++++ STUDY MATERIAL ++++

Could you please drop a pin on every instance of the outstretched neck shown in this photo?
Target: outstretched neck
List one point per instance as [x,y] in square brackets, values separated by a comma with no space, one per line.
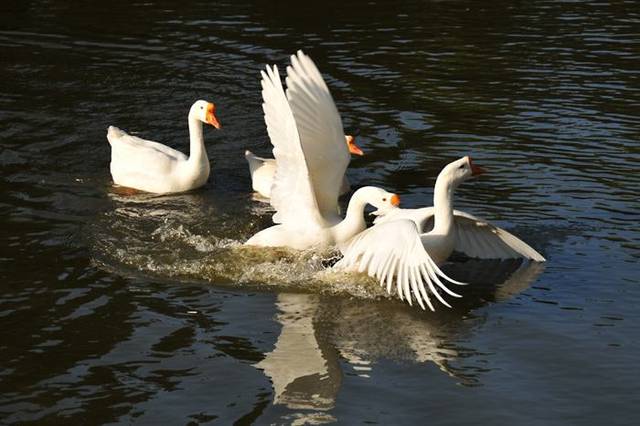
[353,222]
[197,153]
[443,206]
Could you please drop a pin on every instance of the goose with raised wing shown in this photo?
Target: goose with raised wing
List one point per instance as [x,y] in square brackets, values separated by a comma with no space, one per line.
[397,250]
[153,167]
[263,170]
[306,131]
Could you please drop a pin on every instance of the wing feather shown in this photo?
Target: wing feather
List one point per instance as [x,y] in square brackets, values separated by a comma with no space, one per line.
[291,193]
[320,131]
[478,238]
[474,237]
[393,253]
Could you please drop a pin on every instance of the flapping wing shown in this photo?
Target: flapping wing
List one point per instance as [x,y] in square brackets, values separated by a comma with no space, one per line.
[474,237]
[392,251]
[320,129]
[478,238]
[292,195]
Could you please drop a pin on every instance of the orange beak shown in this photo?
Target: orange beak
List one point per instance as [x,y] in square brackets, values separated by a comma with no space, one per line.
[353,148]
[476,170]
[211,117]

++++

TASK BRIEF
If a line in the records contains the word "flapping", copy it out.

ANSWER SPACE
Could you please drop a pin on every instance of the flapping wing shown in this photo?
Target: flapping wing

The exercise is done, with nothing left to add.